=== Stated task ===
Copy the following lines word for word, without changing anything.

=== Data ===

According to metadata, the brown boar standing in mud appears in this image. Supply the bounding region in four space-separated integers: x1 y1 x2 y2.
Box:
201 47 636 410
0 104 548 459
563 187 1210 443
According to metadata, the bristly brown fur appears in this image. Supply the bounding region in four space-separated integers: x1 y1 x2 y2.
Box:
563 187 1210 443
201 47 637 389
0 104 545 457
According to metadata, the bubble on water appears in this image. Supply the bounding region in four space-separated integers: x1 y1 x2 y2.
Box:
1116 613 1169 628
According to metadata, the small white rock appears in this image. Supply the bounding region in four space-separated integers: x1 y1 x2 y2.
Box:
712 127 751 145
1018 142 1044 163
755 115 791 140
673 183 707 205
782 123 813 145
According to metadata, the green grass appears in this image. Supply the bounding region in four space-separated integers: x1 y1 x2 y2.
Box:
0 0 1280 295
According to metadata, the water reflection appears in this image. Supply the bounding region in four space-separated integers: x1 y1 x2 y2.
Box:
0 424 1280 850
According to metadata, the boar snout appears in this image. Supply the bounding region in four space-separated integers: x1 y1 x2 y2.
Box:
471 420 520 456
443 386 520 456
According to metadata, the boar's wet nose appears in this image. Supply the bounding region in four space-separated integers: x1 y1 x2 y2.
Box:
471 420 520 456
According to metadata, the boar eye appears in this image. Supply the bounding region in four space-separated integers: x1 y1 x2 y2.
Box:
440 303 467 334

=== Exercise answer ===
According to metadata, the brown boar standing in mud appears in this image. Supply the bounding region in four space-separated integers: x1 y1 x2 y2.
Box:
201 47 636 410
0 104 548 459
563 187 1210 443
According to metadata, the bristly brown fur appears in this image. Supply the bounding region in four space-separated integers: x1 y1 x2 y2.
Box:
563 187 1210 443
201 47 637 389
0 104 545 457
According to metadata, the bubble on water appears in this image. Supply the bounding region in four space-separated integers: x1 y1 x2 y2.
Box:
1116 613 1169 628
According to metadata, the small white rock appears in this image. Supply the bounding region in four space-separated integers: x1 y1 x2 y2.
Box:
712 127 751 145
1018 142 1044 163
755 115 791 140
673 183 707 205
782 123 813 145
According to metadata, the green grass appears in this image. Supply the bounding region in four space-separated integers: x1 y1 x2 y2.
Box:
0 0 1280 295
According to metadata, the water reflection appears in this image. Supply the bounding region in four space-separated integers: x1 y1 x2 y2.
Box:
0 424 1280 850
According to metadata, the boar snout appears in this image. Supply the bounding region in four space-separated integers: x1 y1 x2 y2.
Box:
471 420 520 456
443 386 520 456
According to metadata, the boar's wet nose appears in this image. Supply the bounding region in four space-separated integers: x1 y1 x2 y2.
Box:
471 420 520 456
According to metadata, the boar eye appears in this image. Supply the bounding region in four space-separated integers: x1 y1 x2 y2.
Box:
440 303 467 334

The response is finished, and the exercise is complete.